#### [What you should do]
Find the string "pointer" in the records and copy each line where it occurs.

(Region pointing data)
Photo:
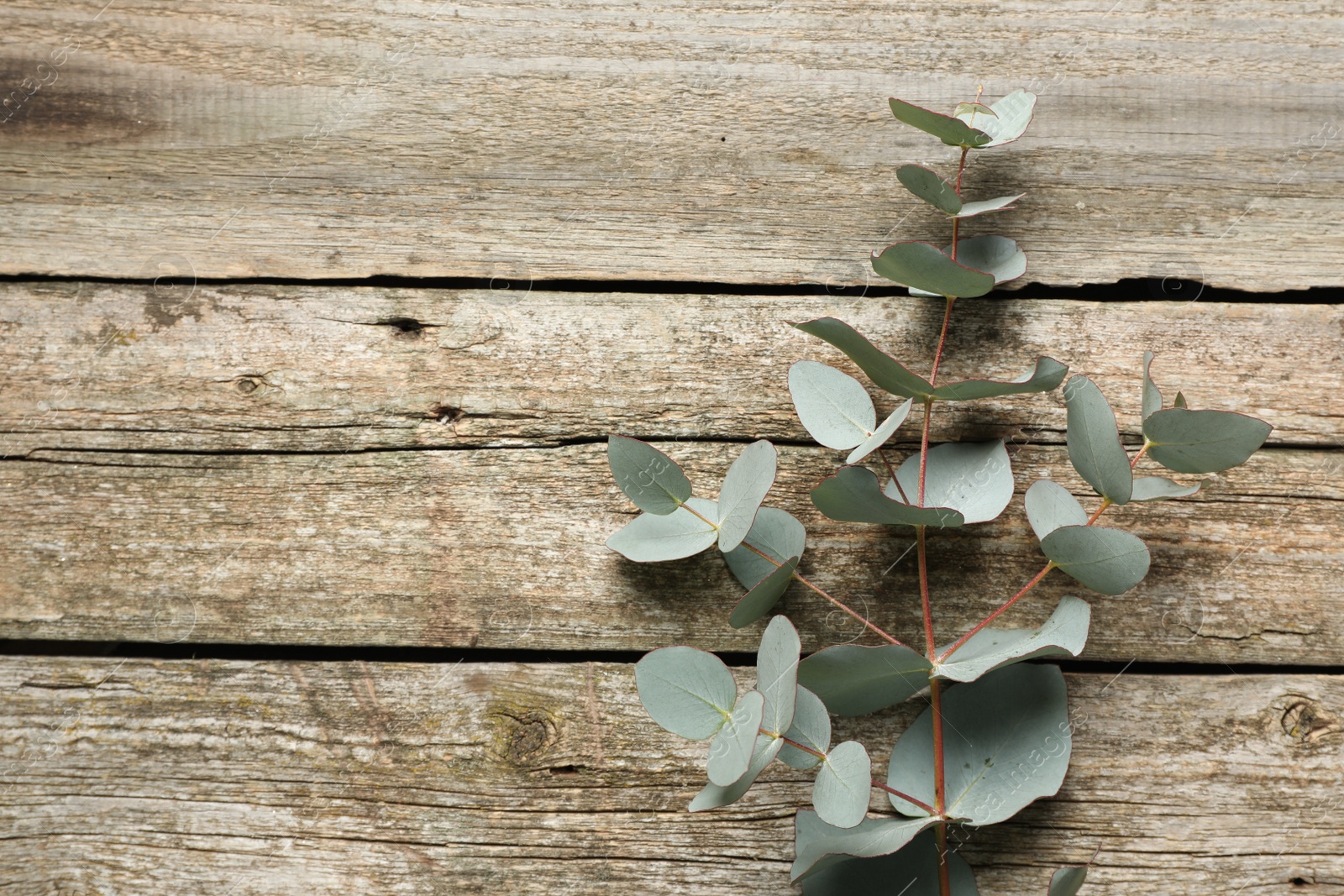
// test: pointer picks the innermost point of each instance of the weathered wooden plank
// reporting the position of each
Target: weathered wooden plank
(504, 548)
(336, 778)
(96, 365)
(745, 143)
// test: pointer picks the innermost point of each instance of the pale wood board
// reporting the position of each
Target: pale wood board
(296, 369)
(745, 141)
(506, 548)
(156, 777)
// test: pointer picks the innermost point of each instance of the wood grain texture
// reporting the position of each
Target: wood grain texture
(300, 369)
(743, 141)
(504, 548)
(481, 778)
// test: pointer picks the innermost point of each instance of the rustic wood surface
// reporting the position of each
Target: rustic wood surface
(302, 369)
(745, 141)
(156, 777)
(504, 548)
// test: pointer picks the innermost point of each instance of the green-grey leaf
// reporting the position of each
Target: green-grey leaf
(927, 186)
(853, 495)
(1152, 396)
(884, 369)
(882, 434)
(924, 266)
(974, 479)
(774, 532)
(913, 871)
(777, 674)
(1105, 560)
(689, 692)
(1189, 441)
(1001, 203)
(649, 537)
(1159, 488)
(730, 752)
(945, 128)
(842, 788)
(811, 728)
(743, 488)
(1063, 634)
(815, 840)
(832, 406)
(1010, 121)
(1052, 506)
(853, 680)
(1095, 445)
(712, 795)
(1007, 745)
(647, 476)
(1068, 882)
(1046, 375)
(761, 600)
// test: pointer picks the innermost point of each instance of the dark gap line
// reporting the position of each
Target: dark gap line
(1124, 291)
(448, 656)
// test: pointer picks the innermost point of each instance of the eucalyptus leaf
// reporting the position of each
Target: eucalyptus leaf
(1159, 488)
(1105, 560)
(815, 840)
(1007, 743)
(1010, 120)
(777, 674)
(911, 871)
(884, 369)
(924, 266)
(1046, 375)
(882, 434)
(945, 128)
(774, 532)
(1189, 441)
(974, 479)
(1063, 634)
(647, 476)
(743, 490)
(649, 537)
(832, 406)
(1052, 506)
(687, 691)
(853, 680)
(1095, 448)
(842, 789)
(853, 495)
(761, 600)
(712, 795)
(1152, 396)
(732, 748)
(927, 186)
(811, 728)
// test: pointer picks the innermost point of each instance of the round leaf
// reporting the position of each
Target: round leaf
(730, 752)
(1189, 441)
(743, 488)
(925, 268)
(1105, 560)
(689, 692)
(1007, 743)
(1093, 438)
(974, 479)
(647, 476)
(811, 728)
(649, 537)
(1052, 506)
(842, 789)
(832, 406)
(853, 680)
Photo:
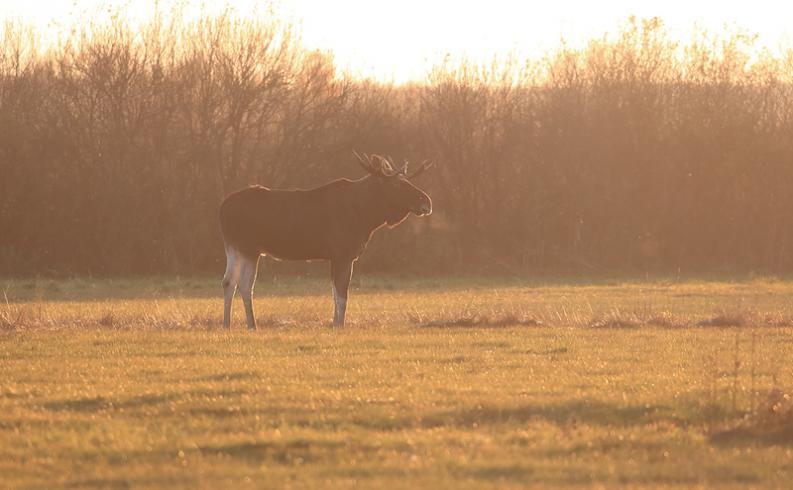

#### [Answer for the task]
// test: pointer picks the innermost point of each instance of the weathered wooden plank
// test: pointer picks the innermost point of each instance of the pale wood board
// test: pointer picks the innermost point of each instance of the wood grain texture
// test: pointer picks the innermost point of each instance of the rustic wood surface
// test: pointer picks the innermost point of each instance of the green-grey leaf
// test: pointer picks the innermost point of each instance of the dark gap line
// test: pointer picks the innermost point of each instance of the eucalyptus leaf
// test: pointer picks the innermost point of each instance of the round leaf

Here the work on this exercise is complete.